• What is expected
Everything in the listing should be copied exactly, save for the pictures.
*** Data supplied ***
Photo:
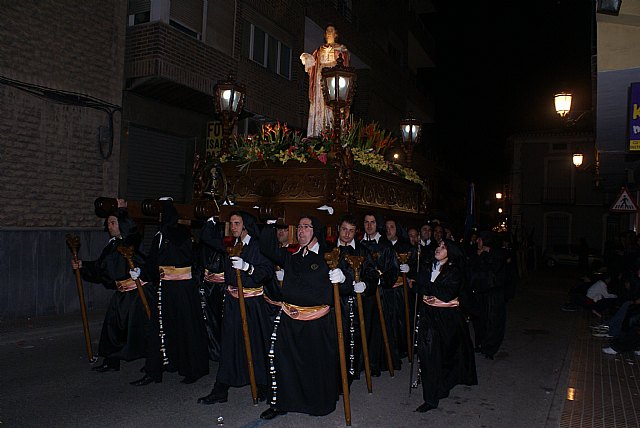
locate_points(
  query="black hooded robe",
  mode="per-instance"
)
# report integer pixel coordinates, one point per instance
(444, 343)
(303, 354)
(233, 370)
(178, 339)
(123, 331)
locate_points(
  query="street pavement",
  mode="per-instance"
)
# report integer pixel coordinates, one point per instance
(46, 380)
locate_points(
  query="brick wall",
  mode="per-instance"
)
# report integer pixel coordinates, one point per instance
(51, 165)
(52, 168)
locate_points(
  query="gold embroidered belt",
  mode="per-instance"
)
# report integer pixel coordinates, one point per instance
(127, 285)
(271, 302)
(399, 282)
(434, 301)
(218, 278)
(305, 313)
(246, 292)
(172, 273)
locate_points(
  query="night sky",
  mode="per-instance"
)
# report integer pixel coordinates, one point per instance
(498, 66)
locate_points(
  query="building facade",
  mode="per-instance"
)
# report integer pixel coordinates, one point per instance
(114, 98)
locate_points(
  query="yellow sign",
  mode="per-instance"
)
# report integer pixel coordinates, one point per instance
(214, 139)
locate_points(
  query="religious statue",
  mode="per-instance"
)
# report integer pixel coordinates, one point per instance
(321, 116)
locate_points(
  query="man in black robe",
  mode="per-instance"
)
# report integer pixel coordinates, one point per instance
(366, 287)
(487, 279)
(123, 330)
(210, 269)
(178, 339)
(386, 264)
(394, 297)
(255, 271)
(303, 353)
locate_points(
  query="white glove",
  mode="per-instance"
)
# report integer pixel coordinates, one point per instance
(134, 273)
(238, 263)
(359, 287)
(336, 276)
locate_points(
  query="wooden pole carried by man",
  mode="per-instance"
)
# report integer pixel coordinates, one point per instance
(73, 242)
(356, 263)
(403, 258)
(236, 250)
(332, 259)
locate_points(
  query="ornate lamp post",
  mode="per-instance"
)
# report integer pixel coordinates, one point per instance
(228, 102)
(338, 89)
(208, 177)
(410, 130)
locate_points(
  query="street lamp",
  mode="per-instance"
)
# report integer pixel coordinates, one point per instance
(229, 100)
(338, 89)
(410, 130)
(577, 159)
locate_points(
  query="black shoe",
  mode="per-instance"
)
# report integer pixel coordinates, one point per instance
***
• Task solution
Photo:
locate_points(
  query="black hooded robe",
  mode="per-instance"
)
# report integer pixel coordinates, one point per instance
(444, 343)
(303, 354)
(233, 370)
(178, 339)
(123, 331)
locate_points(
  query="street pavement",
  mode="per-instance"
)
# report integer pixel coordinates, one point per instance
(46, 380)
locate_points(
  query="brick wall",
  mode="per-instance"
)
# report integer pixel coordinates, one point per instance
(51, 165)
(52, 168)
locate_points(
  query="gold embroidered belt",
  mode="per-instance"
)
# report integer pixel coordinates, one point per instance
(127, 285)
(271, 302)
(399, 282)
(434, 301)
(218, 278)
(305, 313)
(246, 292)
(172, 273)
locate_points(
  query="night sky",
  mode="per-instance"
)
# report integer pixel coordinates, one point per instance
(498, 66)
locate_points(
  query="building facade",
  mode="per-instance"
)
# report integer pixel coordinates, one point per instance
(114, 98)
locate_points(
  query="yellow sign",
  mode="per-instance"
)
# report integer pixel coordinates, one point per instance
(214, 139)
locate_points(
  query="religious statue",
  mode="per-instance"
)
# report integer pixel coordinates, one point per instance
(321, 116)
locate_points(
  query="man in black robe",
  mode="per-instance"
)
# report integer pixel coordinates, one point per instance
(366, 287)
(487, 279)
(123, 330)
(210, 269)
(178, 339)
(386, 264)
(394, 297)
(255, 271)
(303, 353)
locate_points(
  query="white glove",
  mode="per-instance"
)
# report integer pixel coordinates, one point per instance
(134, 273)
(238, 263)
(359, 287)
(336, 276)
locate_points(
  query="wooden pole carried by man",
  mode="per-instance"
)
# report integer pixel coordinates, one point per instance
(73, 242)
(356, 263)
(403, 258)
(236, 250)
(332, 259)
locate_points(
  query="ornate lamp post",
  mode="per-instance"
)
# report integer pixel coordinates, one point per instance
(228, 102)
(338, 89)
(208, 177)
(410, 130)
locate_points(
  query="street lamp",
  mode="per-instance"
)
# report integer pixel coordinates, one point per instance
(229, 100)
(338, 89)
(410, 130)
(577, 159)
locate_points(
  query="black shoe",
  mode="per-instance"
)
# report integer pixel coordinates, one point per instance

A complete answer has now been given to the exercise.